- _PAGE_:
-=-=-

|Publication number||US7007348 B2|
|Application number||US 10/814,658|
|Publication date||Mar 7, 2006|
|Filing date||Mar 31, 2004|
|Priority date||Apr 1, 2003|
|Also published as||DE602004014669D1, EP1467011A1, EP1467011B1, US20040255430|
|Publication number||10814658, 814658, US 7007348 B2, US 7007348B2, US-B2-7007348, US7007348 B2, US7007348B2|
|Inventors||Xavier Catry, Christian Vanbeselaere, Marc Brabant|
|Export Citation||BiBTeX, EndNote, RefMan|
|Patent Citations (12), Classifications (17), Legal Events (3)|
|External Links: USPTO, USPTO Assignment, Espacenet|
This application claims priority to a French application No. 03 04048 filed Apr. 1, 2003.
This invention concerns the field of manufacturing non-woven materials by aerological means which goes by the technical name “airlay.” More specifically, it concerns an improvement of a machine for airlaying a non-woven material that permits a significant increase in the production speed with no detriment to quality of the non-woven material produced.
The “airlay” technique basically consists of dispersing individual fibers in a chamber and projecting them onto a moving receptive surface by means of a high-speed air flow; said receptive surface is permeable to air and allows said non-woven material to be formed and conveyed. The term “non-woven” in this text designates the web of fibers formed by the “airlay” technique, even when this web has not undergone any special bonding technique.

-=-=-

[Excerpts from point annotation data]
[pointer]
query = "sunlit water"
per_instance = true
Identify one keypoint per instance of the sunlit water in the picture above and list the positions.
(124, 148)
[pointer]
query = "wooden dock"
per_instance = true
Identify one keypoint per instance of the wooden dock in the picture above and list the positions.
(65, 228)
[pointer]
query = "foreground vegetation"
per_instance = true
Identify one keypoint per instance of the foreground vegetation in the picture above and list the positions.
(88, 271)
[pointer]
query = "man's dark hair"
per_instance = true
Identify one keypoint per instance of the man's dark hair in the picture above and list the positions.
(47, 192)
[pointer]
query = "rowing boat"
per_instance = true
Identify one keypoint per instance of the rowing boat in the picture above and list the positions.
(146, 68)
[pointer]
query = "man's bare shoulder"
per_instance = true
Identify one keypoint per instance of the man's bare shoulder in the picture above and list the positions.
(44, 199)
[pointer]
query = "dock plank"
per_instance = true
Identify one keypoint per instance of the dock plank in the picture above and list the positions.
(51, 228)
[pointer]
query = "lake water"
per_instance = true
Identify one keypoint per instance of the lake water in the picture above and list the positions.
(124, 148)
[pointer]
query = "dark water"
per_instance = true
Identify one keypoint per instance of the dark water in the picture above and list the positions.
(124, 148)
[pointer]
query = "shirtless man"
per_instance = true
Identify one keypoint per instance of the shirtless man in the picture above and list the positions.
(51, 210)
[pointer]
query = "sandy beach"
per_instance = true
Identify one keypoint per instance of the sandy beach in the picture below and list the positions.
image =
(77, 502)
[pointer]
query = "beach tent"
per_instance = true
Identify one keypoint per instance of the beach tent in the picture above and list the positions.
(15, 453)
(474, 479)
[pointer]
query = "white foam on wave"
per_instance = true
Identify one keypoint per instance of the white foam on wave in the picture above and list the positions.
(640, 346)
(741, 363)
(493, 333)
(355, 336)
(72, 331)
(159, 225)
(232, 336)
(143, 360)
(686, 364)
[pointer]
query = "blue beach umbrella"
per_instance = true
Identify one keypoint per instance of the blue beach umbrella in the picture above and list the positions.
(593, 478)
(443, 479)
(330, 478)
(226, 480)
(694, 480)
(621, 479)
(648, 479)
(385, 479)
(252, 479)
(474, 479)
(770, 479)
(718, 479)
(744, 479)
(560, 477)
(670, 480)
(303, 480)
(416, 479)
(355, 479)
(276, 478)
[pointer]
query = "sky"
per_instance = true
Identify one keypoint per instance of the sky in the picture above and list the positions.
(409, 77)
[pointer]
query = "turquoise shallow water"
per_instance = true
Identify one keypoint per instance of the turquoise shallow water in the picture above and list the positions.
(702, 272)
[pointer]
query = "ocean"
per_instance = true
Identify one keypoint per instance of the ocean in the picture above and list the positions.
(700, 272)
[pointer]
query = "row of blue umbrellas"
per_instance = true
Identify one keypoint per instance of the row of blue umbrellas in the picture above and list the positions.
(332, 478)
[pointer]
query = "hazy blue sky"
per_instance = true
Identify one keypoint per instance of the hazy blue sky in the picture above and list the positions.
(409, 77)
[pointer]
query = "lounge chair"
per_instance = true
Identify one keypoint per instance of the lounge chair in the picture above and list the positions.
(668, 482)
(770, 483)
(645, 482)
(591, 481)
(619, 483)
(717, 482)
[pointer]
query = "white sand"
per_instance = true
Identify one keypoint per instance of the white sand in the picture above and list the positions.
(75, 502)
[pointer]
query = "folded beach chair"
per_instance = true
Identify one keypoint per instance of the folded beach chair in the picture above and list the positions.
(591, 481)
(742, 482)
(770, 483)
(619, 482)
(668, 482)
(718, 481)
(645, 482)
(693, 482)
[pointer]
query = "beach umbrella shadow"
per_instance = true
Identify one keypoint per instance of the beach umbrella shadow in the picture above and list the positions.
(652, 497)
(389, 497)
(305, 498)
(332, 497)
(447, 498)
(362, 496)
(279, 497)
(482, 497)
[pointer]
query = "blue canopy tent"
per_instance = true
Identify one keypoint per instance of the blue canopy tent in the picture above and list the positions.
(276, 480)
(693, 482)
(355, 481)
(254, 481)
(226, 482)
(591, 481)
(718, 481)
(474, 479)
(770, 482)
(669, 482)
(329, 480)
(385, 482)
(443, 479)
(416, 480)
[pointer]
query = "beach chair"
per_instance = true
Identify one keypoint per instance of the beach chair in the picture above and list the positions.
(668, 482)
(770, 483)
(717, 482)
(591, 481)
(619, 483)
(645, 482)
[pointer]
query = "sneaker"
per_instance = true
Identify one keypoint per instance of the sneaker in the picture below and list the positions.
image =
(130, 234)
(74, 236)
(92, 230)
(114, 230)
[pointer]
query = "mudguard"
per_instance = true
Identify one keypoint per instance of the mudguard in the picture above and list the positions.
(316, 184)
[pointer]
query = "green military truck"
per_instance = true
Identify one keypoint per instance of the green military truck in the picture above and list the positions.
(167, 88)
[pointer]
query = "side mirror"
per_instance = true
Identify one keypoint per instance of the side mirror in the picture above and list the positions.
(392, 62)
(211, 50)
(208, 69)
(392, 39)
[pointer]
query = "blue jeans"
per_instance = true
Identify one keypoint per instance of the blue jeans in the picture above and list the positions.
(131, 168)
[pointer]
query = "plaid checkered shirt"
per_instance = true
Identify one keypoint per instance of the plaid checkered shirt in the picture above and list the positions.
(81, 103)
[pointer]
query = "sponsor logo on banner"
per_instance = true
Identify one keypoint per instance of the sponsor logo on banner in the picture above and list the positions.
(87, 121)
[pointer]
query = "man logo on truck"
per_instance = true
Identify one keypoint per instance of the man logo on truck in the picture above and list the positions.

-=-=-

- _SET EXERCISE 1_: List every publication number that the patent page gives under "Also published as".
- _SET EXERCISE 2_:
Answer these from the patent page:
(a) What filing date is listed?
(b) What number does the French priority application have?
(c) What technical name is used for manufacturing non-woven materials by aerological means?
- _SET EXERCISE 3_: In one to three sentences, explain why the patent page says the improvement to the airlaying machine matters.

- _CORRECT OUTPUT 1_: DE602004014669D1, EP1467011A1, EP1467011B1, US20040255430

- _CORRECT OUTPUT 2_:
(a) Mar 31, 2004
(b) No. 03 04048
(c) "Airlay"

- _CORRECT OUTPUT 3_: The improvement allows a significant increase in production speed. It does this with no detriment to the quality of the non-woven material produced.